**** TEXT ****

One of my patients died today, the first time that I was actually around for such an event.
He was kind of a hopeless situation from the time he came in a few days ago, but we gave it our best shot. His family knew the prognosis was bad, and today when some tests confirmed that he had basically no brain function left, they agreed to withdraw care. I talked to them from the beginning, putting out the likelihood that he wouldn’t recover and that a decision would have to be made. Today I was trying to hide, letting subspecialists talk to them, but of course it wasn’t that easy. “Alice, we finished our discussion, now they’re asking to talk to you.”
The family seemed like great people, a strong family. They had a spokesperson who asked questions, and then announced their decision. I told them what we would do (having just carefully checked with the nurses, since I had never seen such proceedings myself). After the decision had been confirmed several times, we took them back to the room, and the nurse and I took out the breathing tube and left them alone together. I guess I didn’t really need to be there for that step, but I felt like he was my patient and I didn’t want to hide anymore.
I got in a corner and cried. I don’t know why, it was the right thing to do, and the family knew it, but they were so sad to lose their father, I couldn’t help it. Some time I should figure out at least how not to cry when I’m talking to the family, it doesn’t really help the situation.

****

> EXERCISE BRIEF
Write out the passage of the account of the patient's death that lies between "The family seemed" and "help the situation.", inclusive.

**** RECORDS ****

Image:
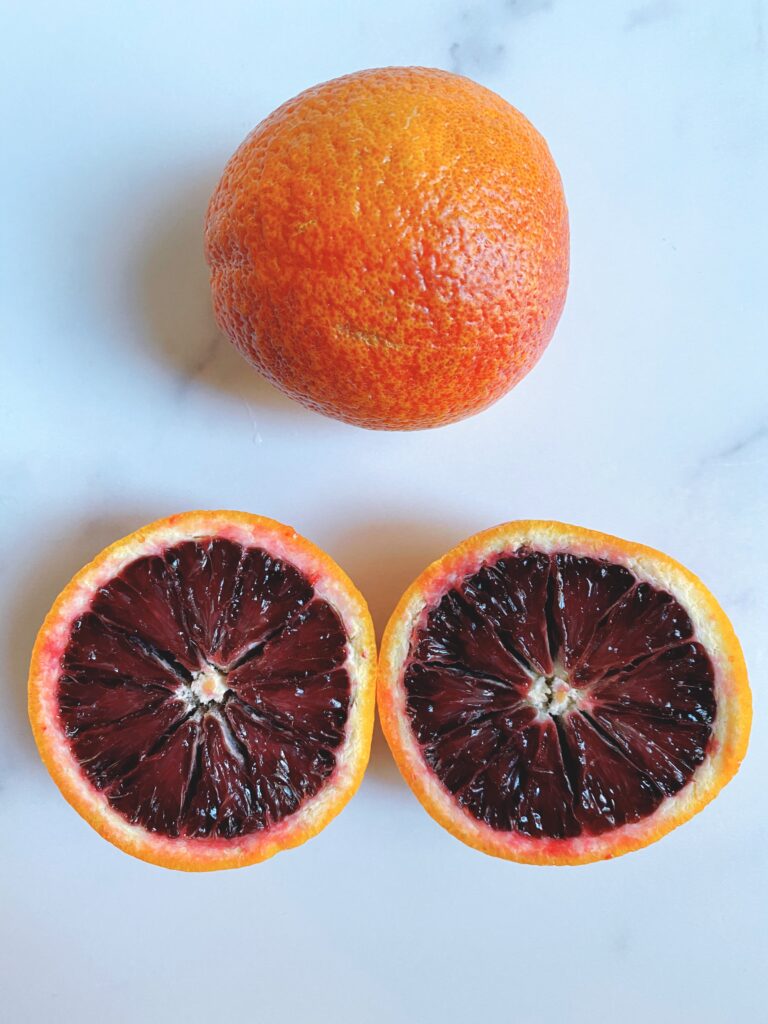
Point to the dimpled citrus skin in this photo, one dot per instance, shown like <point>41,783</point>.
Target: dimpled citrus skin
<point>391,248</point>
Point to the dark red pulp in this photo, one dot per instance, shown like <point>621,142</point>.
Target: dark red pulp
<point>556,695</point>
<point>182,760</point>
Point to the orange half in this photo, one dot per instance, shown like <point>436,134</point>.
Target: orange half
<point>555,695</point>
<point>203,691</point>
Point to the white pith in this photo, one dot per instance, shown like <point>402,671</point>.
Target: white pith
<point>329,584</point>
<point>552,694</point>
<point>711,628</point>
<point>208,685</point>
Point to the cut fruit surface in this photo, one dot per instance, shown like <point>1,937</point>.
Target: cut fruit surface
<point>556,695</point>
<point>203,691</point>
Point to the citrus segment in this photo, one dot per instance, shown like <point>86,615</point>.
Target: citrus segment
<point>206,699</point>
<point>557,695</point>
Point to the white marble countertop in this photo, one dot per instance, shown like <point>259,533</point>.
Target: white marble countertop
<point>646,418</point>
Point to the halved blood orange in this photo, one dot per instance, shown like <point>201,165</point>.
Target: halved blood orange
<point>203,691</point>
<point>555,695</point>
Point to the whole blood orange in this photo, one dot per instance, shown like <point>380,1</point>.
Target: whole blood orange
<point>203,691</point>
<point>391,248</point>
<point>556,696</point>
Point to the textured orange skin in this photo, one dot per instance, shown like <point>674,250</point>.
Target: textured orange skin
<point>66,771</point>
<point>391,248</point>
<point>465,558</point>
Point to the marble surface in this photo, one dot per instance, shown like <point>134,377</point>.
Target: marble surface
<point>646,418</point>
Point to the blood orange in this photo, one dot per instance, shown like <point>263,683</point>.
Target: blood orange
<point>202,692</point>
<point>555,695</point>
<point>391,248</point>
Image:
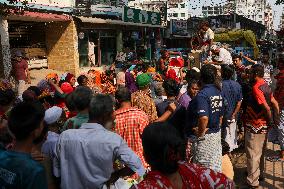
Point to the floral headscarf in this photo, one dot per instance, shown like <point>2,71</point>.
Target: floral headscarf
<point>5,84</point>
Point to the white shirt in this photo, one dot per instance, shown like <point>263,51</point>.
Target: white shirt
<point>48,147</point>
<point>225,56</point>
<point>209,34</point>
<point>268,71</point>
<point>86,156</point>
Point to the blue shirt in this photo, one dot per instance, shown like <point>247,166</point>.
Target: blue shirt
<point>232,93</point>
<point>19,170</point>
<point>209,103</point>
<point>85,156</point>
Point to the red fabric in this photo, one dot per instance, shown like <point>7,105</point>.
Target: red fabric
<point>130,123</point>
<point>19,69</point>
<point>68,77</point>
<point>258,94</point>
<point>279,91</point>
<point>255,117</point>
<point>177,62</point>
<point>193,177</point>
<point>171,74</point>
<point>66,88</point>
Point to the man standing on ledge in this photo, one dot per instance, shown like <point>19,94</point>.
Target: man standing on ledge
<point>21,72</point>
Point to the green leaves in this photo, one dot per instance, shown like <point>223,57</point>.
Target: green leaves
<point>278,2</point>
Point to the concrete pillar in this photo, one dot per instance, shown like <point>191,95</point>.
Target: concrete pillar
<point>5,53</point>
<point>62,46</point>
<point>119,41</point>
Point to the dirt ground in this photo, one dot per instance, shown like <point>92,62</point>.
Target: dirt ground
<point>274,171</point>
<point>38,74</point>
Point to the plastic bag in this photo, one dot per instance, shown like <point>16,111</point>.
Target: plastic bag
<point>119,184</point>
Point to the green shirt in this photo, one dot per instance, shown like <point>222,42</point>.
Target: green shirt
<point>19,170</point>
<point>76,122</point>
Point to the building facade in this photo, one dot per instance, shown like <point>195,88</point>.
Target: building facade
<point>268,19</point>
<point>281,24</point>
<point>176,9</point>
<point>257,10</point>
<point>212,11</point>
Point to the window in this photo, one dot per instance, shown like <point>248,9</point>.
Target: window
<point>173,5</point>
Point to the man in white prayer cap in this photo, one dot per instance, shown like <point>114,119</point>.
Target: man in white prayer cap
<point>224,56</point>
<point>54,119</point>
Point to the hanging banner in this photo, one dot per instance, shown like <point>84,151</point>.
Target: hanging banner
<point>141,16</point>
<point>178,27</point>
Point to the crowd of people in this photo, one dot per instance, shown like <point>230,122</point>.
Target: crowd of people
<point>141,126</point>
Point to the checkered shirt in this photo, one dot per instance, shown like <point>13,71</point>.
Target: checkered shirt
<point>130,123</point>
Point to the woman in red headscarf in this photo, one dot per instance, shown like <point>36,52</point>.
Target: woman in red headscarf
<point>171,74</point>
<point>66,87</point>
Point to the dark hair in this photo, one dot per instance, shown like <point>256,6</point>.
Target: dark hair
<point>109,73</point>
<point>69,99</point>
<point>227,71</point>
<point>204,23</point>
<point>235,56</point>
<point>81,79</point>
<point>101,105</point>
<point>7,97</point>
<point>208,74</point>
<point>163,147</point>
<point>192,82</point>
<point>29,96</point>
<point>35,89</point>
<point>265,53</point>
<point>225,147</point>
<point>257,70</point>
<point>171,87</point>
<point>192,75</point>
<point>123,95</point>
<point>24,118</point>
<point>82,97</point>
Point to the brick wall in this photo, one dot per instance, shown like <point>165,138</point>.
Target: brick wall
<point>62,46</point>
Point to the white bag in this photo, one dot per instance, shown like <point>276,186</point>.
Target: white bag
<point>119,184</point>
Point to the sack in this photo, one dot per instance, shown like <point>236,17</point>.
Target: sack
<point>119,184</point>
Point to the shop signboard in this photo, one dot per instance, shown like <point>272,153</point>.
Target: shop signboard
<point>52,3</point>
<point>65,6</point>
<point>100,7</point>
<point>141,16</point>
<point>178,27</point>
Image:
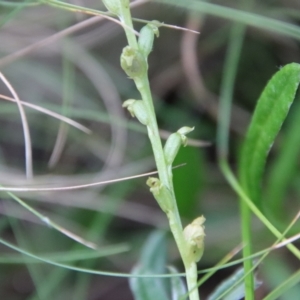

****

> OUTPUT
The family seemed like great people, a strong family. They had a spokesperson who asked questions, and then announced their decision. I told them what we would do (having just carefully checked with the nurses, since I had never seen such proceedings myself). After the decision had been confirmed several times, we took them back to the room, and the nurse and I took out the breathing tube and left them alone together. I guess I didn’t really need to be there for that step, but I felt like he was my patient and I didn’t want to hide anymore.
I got in a corner and cried. I don’t know why, it was the right thing to do, and the family knew it, but they were so sad to lose their father, I couldn’t help it. Some time I should figure out at least how not to cry when I’m talking to the family, it doesn’t really help the situation.